- [Given text]
Response: The Company confirms that it will comply with this comment in the future beginning with its financial statements for the quarter ended March 31, 2014 as well as include the following language in the same section in which it describes its fair value hierarchy:

 

8



 

“During the classification process, Main Street may determine that it is appropriate to transfer investments between fair value hierarchy Levels.  These transfers occur when the company has concluded that it is appropriate for the classification of an individual asset to be changed due to a change in the factors used to determine the selection of the Level.  Any such changes are deemed to be effective during the quarter in which the transfer occurs.”

 

Additionally, the Company will disclose the transfers into and out of each Level separately in future periods.

 

19. In Note G, the disclosure indicates that the credit facility is secured by a first lien on the assets of the Company and its subsidiaries, excluding the assets of the Funds.  The Schedule of Investments should identify those assets pledged as collateral against borrowings.

 

Response: As disclosed in Note G, the Company’s credit facility is secured by a first lien on all of the assets of the Company and its subsidiaries, excluding the assets of the Funds.  In addition, in accordance with SBA regulations, the Funds are restricted from encumbering their assets or incurring additional debt without the prior approval of the SBA, which combined with the rights of the SBA under the regulations to take control of an SBIC and/or its assets, gives the SBA unencumbered rights to utilize the assets of the Funds in support the SBA-guaranteed debentures issued by the Funds.  Therefore, all of the Company’s assets are currently encumbered either as security for the credit agreement or in support of the SBA-guaranteed debentures issued by the Funds.  The Company has added risk factor disclosure in order to address the concern espoused by the Staff’s comment. In addition, the Company will undertake to revise its disclosure beginning with the Company’s quarterly report on Form 10-Q for the quarter ending June 30, 2014 to indicate which assets in its schedule of investments are encumbered in support of the Company’s credit facility or its SBA-guaranteed debentures.

 

20.  In Note Q, please refer to “distributions” rather than “dividends” since the character of the distributions is not known at the time of declaration.  This comment applies to all communications to the Company’s shareholders.

 

Response:  Based on estimates and dividend projections, including the amount of the Company’s undistributed spillover taxable income at December 31, 2013, the Company is comfortable that all dividends declared to date do not contain a return of capital component and therefore it is more appropriate and accurate to use the term “dividends” rather than “distributions”.  The Company will continue to monitor its future dividend/distribution payments and use of the appropriate terminology with respect thereto based on the then existing facts.

 

9



 

Legal Comments

 

Prospectus Cover Page

 

1.  Please provide an undertaking that the Company will file a post-effective amendment describing any issuance of debt securities that must be declared effective prior to their issuance.

- [Set tasks]
1 - In the letter, why does the Company say "dividends" is the better word than "distributions"?
2 - Copy the letter from "Additionally, the Company" down to "collateral against borrowings.", putting "security" in place of "collateral".

- [Available data]
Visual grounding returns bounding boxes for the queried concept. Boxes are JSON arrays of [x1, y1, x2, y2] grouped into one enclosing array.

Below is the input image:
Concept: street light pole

- [The responses]
1 - The Company's estimates and dividend projections include its undistributed spillover taxable income at December 31, 2013. Based on these, it is comfortable that none of the dividends declared so far contain a return of capital component. For that reason, it considers "dividends" the more appropriate and accurate term.

2 -
Additionally, the Company will disclose the transfers into and out of each Level separately in future periods.

 

19. In Note G, the disclosure indicates that the credit facility is secured by a first lien on the assets of the Company and its subsidiaries, excluding the assets of the Funds.  The Schedule of Investments should identify those assets pledged as security against borrowings.